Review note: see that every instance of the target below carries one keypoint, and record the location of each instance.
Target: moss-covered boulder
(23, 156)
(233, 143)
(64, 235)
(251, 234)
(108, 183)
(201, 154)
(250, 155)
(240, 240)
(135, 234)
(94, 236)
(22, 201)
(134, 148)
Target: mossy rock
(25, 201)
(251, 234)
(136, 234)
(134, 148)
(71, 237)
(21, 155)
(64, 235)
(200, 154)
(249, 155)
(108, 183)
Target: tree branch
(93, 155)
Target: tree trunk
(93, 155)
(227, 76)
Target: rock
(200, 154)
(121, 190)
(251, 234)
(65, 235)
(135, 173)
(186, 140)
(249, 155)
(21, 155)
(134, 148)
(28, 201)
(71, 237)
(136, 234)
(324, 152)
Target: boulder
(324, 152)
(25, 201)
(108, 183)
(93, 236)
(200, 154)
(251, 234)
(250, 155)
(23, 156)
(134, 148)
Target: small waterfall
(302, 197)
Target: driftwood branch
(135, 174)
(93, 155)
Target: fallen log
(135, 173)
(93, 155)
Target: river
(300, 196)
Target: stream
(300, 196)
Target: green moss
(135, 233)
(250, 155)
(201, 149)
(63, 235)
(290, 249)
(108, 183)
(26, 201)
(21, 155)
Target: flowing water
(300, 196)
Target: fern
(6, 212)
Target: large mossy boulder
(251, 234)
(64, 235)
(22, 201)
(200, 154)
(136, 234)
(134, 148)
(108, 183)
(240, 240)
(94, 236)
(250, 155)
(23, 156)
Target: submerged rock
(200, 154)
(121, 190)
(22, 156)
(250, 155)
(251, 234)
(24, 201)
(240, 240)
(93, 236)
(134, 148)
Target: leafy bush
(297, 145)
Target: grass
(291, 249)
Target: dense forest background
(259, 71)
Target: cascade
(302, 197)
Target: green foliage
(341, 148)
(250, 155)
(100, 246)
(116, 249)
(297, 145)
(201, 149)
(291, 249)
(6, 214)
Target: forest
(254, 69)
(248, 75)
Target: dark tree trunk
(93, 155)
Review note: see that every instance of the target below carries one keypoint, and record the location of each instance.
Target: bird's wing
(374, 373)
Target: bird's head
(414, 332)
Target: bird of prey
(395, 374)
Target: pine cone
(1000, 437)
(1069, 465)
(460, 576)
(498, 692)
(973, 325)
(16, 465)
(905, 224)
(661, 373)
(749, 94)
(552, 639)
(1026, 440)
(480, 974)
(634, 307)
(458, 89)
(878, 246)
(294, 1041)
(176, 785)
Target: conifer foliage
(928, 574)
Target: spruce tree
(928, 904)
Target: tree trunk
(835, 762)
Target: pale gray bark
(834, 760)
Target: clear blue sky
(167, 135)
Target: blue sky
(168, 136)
--------------------
**Set problem:**
Start at the line that contains "Target: cascade" and stop at the final line of the entries above. Please turn those lines into a numbered list, omitting any blank lines.

**The solution:**
1. Target: cascade
2. (302, 197)
3. Target: green foliage
4. (341, 148)
5. (250, 155)
6. (100, 246)
7. (116, 249)
8. (297, 145)
9. (201, 149)
10. (291, 249)
11. (6, 214)
12. Target: forest
13. (254, 69)
14. (248, 75)
15. Target: dark tree trunk
16. (93, 155)
17. Review note: see that every instance of the target below carries one keypoint, and record the location of each instance.
18. Target: bird's wing
19. (374, 373)
20. Target: bird's head
21. (414, 332)
22. Target: bird of prey
23. (395, 374)
24. Target: pine cone
25. (1000, 437)
26. (1069, 465)
27. (460, 576)
28. (498, 692)
29. (973, 325)
30. (16, 465)
31. (905, 224)
32. (661, 373)
33. (749, 94)
34. (552, 639)
35. (1026, 440)
36. (480, 974)
37. (634, 307)
38. (458, 89)
39. (878, 246)
40. (294, 1041)
41. (176, 785)
42. Target: conifer foliage
43. (928, 574)
44. Target: spruce tree
45. (928, 904)
46. Target: tree trunk
47. (835, 762)
48. Target: pale gray bark
49. (834, 760)
50. Target: clear blue sky
51. (167, 135)
52. Target: blue sky
53. (168, 136)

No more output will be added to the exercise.